##### Source document #####

Notes from Class 1030

Calculus I Quiz 1030

In terms of two simple examples involving depth, rate of depth change and time, explain the difference between the meaning of the slope of a trapezoid and the area of a trapezoid. Be sure to explain your results in terms of units and also in terms of meanings.

If y(t) is depth in cm when t is clock time in seconds then the graph altitudes of a y(t) vs. t trapezoid represent depths, and the rise of a trapezoid represents change in depth, in cm while the run represents change in clock time, in sec.  Thus the slope represents change in depth / change in clock time, which is ave rate of change of depth, in cm / sec.

If y(t) is the rate of depth change, in cm/s, when t is clock time in sec then the graph altitudes of a y(t) vs. t trapezoid represent rates of depth change and trapezoid width represents change in clock time, so ave trap altitude * width represents ave rate of depth change * change in clock time = change in depth, in cm/s * s = cm.

In terms of two simple examples involving temperature, rate of temperature change and time, explain the difference between a situation where you obtain a meaningful result by subtracting two quantities and dividing by a time interval and a situation where you obtain a meaningful result by averaging two quantities and multiplying by a time interval. Be sure to explain your results in terms of units and also in terms of meanings.

##### Record extracts #####

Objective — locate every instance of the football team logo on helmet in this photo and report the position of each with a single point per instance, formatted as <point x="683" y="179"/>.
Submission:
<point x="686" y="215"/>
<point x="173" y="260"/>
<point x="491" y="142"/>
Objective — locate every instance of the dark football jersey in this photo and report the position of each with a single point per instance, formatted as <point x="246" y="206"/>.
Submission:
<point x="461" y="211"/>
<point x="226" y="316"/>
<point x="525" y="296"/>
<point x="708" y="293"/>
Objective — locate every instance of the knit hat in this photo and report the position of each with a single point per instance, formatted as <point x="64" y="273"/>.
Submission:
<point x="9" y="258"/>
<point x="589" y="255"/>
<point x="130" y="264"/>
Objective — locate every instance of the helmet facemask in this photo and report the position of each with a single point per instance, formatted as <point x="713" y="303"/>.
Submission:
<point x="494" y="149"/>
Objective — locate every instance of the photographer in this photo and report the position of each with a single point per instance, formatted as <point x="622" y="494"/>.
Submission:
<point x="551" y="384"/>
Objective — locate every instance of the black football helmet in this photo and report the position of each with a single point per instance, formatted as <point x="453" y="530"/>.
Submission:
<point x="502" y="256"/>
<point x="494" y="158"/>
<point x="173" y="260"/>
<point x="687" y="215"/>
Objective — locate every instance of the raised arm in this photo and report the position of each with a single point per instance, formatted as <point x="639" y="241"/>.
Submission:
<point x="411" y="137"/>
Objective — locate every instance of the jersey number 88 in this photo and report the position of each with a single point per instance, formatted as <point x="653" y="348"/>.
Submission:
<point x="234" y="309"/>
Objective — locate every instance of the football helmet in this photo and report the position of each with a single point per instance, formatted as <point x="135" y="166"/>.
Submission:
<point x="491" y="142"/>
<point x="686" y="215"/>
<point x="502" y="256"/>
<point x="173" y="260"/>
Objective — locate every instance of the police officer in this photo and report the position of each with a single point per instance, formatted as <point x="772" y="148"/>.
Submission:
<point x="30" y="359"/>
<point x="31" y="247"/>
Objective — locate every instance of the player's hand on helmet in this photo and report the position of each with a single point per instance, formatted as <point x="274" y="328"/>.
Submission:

#####

> **Task to complete**: Rewrite the paragraph of the calculus notes that begins "If y(t) is depth in cm" as a short list that keeps its main facts.

> **Result of the task**:
- y(t) is depth in cm, and t is clock time in seconds.
- The graph altitudes of a y(t) vs. t trapezoid represent depths.
- The rise of the trapezoid is the change in depth, in cm.
- The run is the change in clock time, in sec.
- The slope is change in depth / change in clock time. That is the average rate of change of depth, in cm/sec.